To do: Down to the last line, set the entries down again exactly.

====

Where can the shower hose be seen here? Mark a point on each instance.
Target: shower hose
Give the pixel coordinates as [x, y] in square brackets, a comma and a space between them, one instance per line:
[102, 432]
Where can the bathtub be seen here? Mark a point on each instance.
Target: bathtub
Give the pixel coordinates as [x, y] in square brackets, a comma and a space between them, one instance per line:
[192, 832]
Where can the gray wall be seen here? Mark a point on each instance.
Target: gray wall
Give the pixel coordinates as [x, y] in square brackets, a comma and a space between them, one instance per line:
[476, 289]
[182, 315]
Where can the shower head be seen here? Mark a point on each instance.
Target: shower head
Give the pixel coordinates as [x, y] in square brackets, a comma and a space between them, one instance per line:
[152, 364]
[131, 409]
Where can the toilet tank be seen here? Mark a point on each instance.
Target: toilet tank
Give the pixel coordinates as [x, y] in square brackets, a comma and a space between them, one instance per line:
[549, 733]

====

Task result:
Where can the shower hose be seen here? Mark a point on each instance.
Target: shower hose
Give the pixel coordinates as [x, y] in square brackets, a comma and a space between them, one instance per line:
[102, 432]
Where can the bathtub be seen here? Mark a point on each instance.
Target: bathtub
Give the pixel coordinates as [x, y] in square brackets, a comma and a space between them, one instance per line:
[192, 832]
Where can the gray wall be seen here? Mark a point on each instance.
Target: gray wall
Give the pixel coordinates as [x, y] in square brackets, a comma and a space between them, one instance per line:
[476, 289]
[182, 315]
Where can the shower head be seen here? Mark a point on each instance.
Target: shower head
Give the pixel coordinates as [x, y] in square brackets, a comma and a space between them, one instance per line:
[152, 364]
[131, 409]
Where can the toilet tank be seen here? Mark a point on each instance.
Target: toilet tank
Give the pixel coordinates as [x, y] in square brackets, a comma and a space between them, one instance per line:
[549, 733]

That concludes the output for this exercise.